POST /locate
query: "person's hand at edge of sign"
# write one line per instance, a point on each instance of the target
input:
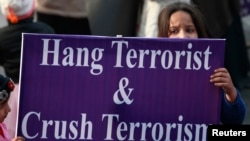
(184, 20)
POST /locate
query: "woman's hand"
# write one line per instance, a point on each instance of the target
(221, 78)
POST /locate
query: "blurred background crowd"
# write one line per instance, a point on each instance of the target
(226, 19)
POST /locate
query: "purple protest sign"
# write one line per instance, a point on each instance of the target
(245, 7)
(108, 88)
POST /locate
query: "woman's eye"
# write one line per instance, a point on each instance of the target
(190, 30)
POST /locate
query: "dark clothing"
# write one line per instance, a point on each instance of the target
(10, 44)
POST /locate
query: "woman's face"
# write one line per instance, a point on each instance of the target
(181, 26)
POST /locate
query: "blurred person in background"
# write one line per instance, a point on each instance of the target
(19, 15)
(147, 22)
(65, 16)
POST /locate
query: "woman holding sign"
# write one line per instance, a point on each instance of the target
(183, 20)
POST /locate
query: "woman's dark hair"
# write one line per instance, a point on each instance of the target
(197, 17)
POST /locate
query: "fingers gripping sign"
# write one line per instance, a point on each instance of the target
(120, 96)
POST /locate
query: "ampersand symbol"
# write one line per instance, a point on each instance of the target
(124, 97)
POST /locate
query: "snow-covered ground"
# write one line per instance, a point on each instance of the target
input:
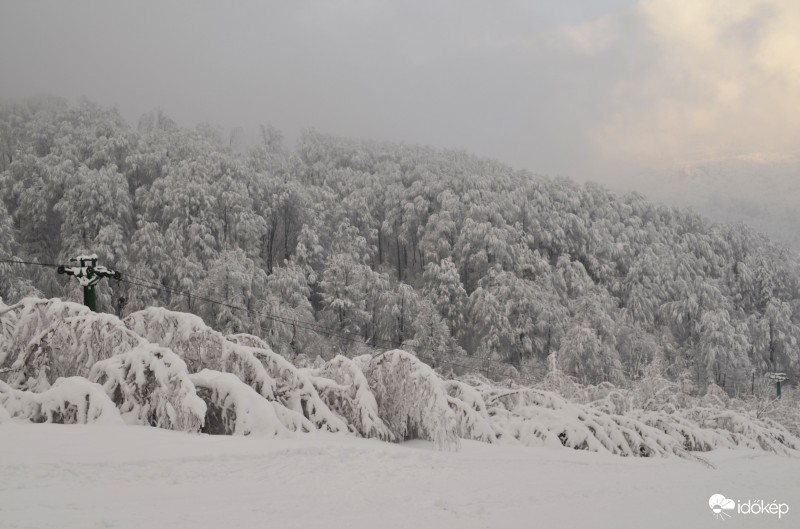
(87, 476)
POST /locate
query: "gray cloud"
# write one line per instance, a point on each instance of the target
(589, 89)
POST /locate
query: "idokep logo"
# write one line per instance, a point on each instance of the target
(723, 507)
(719, 504)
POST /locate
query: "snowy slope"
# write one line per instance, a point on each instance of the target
(89, 476)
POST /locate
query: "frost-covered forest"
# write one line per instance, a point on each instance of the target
(472, 265)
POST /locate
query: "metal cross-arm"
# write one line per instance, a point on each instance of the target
(88, 275)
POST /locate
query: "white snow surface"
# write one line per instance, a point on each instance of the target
(91, 476)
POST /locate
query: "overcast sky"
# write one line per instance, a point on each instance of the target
(591, 89)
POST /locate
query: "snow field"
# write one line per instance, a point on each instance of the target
(86, 476)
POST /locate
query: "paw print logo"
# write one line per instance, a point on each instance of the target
(719, 504)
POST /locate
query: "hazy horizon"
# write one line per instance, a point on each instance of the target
(679, 101)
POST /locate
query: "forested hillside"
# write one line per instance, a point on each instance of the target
(433, 251)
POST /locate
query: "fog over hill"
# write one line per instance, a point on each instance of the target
(393, 245)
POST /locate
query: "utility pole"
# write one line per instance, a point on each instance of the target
(777, 378)
(88, 274)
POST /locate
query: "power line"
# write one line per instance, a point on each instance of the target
(21, 262)
(295, 323)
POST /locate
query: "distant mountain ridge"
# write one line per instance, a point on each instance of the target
(392, 246)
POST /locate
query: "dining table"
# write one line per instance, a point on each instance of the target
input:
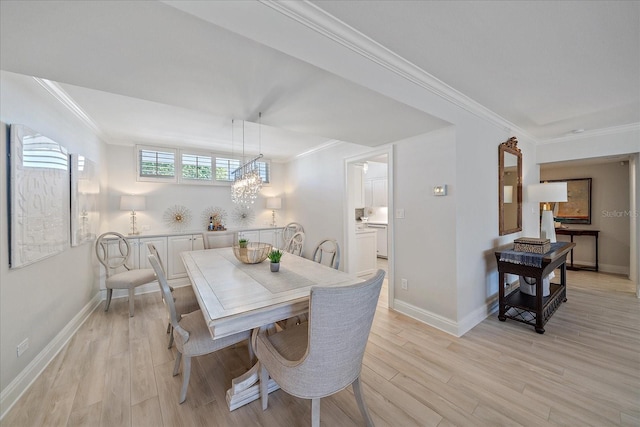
(236, 297)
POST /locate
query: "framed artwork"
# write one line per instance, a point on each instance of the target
(39, 198)
(577, 208)
(85, 188)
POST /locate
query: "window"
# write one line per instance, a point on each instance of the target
(196, 167)
(156, 164)
(225, 168)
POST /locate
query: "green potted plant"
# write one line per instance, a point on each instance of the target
(274, 257)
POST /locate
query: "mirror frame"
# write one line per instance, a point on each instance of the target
(510, 146)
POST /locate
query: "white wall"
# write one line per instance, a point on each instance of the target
(39, 300)
(121, 161)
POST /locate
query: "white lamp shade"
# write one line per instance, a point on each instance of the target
(508, 194)
(274, 203)
(132, 203)
(547, 192)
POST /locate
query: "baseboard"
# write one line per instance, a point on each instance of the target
(10, 395)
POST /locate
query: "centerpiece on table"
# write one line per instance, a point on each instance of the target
(274, 256)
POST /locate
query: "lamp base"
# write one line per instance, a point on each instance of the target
(547, 227)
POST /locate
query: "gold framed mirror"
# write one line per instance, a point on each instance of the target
(510, 187)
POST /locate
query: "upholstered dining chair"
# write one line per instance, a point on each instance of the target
(183, 298)
(324, 355)
(191, 334)
(295, 244)
(112, 250)
(328, 253)
(289, 230)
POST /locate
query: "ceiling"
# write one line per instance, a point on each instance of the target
(148, 72)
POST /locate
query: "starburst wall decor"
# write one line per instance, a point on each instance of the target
(177, 217)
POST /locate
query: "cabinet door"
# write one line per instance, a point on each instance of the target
(143, 252)
(177, 245)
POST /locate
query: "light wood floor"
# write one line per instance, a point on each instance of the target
(584, 371)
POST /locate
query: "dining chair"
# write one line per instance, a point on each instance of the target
(191, 333)
(183, 297)
(327, 252)
(113, 250)
(324, 355)
(289, 230)
(295, 244)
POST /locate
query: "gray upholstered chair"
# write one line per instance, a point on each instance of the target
(328, 253)
(112, 250)
(191, 334)
(289, 230)
(324, 355)
(295, 244)
(183, 298)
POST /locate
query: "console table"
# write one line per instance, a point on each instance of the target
(576, 232)
(533, 310)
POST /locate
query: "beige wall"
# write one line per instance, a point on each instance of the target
(610, 213)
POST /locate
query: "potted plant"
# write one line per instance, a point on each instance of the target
(274, 257)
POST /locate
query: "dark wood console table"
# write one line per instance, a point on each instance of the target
(534, 310)
(576, 232)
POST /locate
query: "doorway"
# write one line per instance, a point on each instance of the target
(368, 211)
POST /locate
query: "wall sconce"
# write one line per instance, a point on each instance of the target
(133, 203)
(440, 190)
(274, 203)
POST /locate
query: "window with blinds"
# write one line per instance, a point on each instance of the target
(157, 164)
(197, 167)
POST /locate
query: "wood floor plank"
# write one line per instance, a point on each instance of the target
(585, 370)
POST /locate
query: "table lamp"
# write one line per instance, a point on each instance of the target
(133, 203)
(274, 203)
(547, 193)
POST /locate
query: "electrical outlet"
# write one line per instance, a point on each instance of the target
(22, 347)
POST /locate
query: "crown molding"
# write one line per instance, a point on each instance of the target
(615, 130)
(331, 27)
(61, 96)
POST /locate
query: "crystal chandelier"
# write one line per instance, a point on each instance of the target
(247, 181)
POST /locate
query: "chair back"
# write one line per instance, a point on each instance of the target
(154, 251)
(327, 253)
(288, 231)
(340, 320)
(295, 244)
(112, 250)
(167, 297)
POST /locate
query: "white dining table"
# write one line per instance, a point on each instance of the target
(236, 297)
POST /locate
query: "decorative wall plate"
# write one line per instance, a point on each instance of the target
(216, 213)
(243, 216)
(177, 217)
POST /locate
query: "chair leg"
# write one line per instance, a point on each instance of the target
(186, 373)
(315, 412)
(176, 366)
(357, 391)
(264, 387)
(107, 303)
(132, 292)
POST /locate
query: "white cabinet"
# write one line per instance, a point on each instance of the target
(139, 257)
(177, 245)
(365, 252)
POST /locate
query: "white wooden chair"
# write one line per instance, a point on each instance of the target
(191, 334)
(295, 244)
(289, 230)
(183, 297)
(328, 253)
(324, 355)
(112, 250)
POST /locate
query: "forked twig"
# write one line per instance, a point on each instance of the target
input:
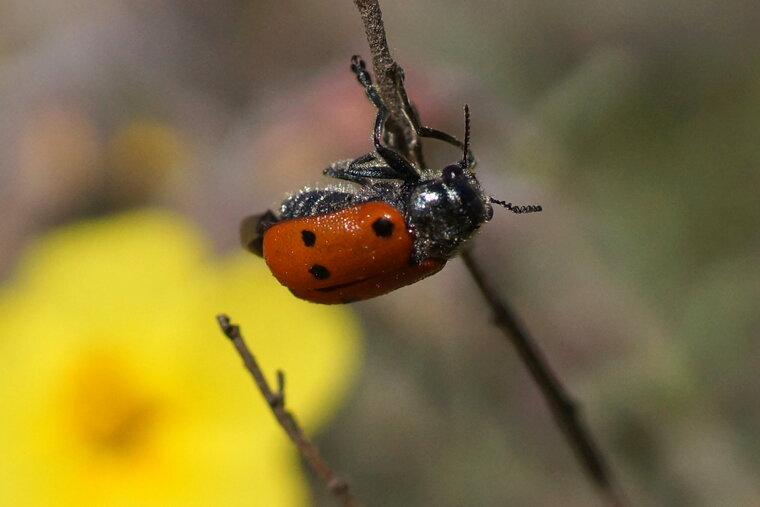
(276, 400)
(565, 411)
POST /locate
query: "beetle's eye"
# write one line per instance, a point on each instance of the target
(452, 172)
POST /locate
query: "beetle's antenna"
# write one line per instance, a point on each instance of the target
(530, 208)
(466, 147)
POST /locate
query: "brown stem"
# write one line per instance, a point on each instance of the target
(276, 401)
(564, 409)
(389, 75)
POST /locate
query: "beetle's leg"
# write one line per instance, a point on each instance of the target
(421, 130)
(404, 170)
(252, 231)
(316, 202)
(361, 173)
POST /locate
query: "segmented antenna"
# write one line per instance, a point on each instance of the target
(530, 208)
(466, 147)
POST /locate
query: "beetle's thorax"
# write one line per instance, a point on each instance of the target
(445, 212)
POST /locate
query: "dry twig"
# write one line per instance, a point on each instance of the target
(565, 411)
(276, 400)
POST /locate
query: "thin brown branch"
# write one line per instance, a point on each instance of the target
(382, 63)
(564, 409)
(390, 76)
(276, 401)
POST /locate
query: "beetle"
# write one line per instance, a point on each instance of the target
(389, 224)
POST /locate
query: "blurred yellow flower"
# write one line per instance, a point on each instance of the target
(118, 388)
----------
Collect every line of the records that contains the word "chair", paying attention to case.

Response:
query: "upholstered dining chair"
query: "dining chair"
query: "gray upholstered chair"
query: "chair back"
query: "chair leg"
query: "white wooden chair"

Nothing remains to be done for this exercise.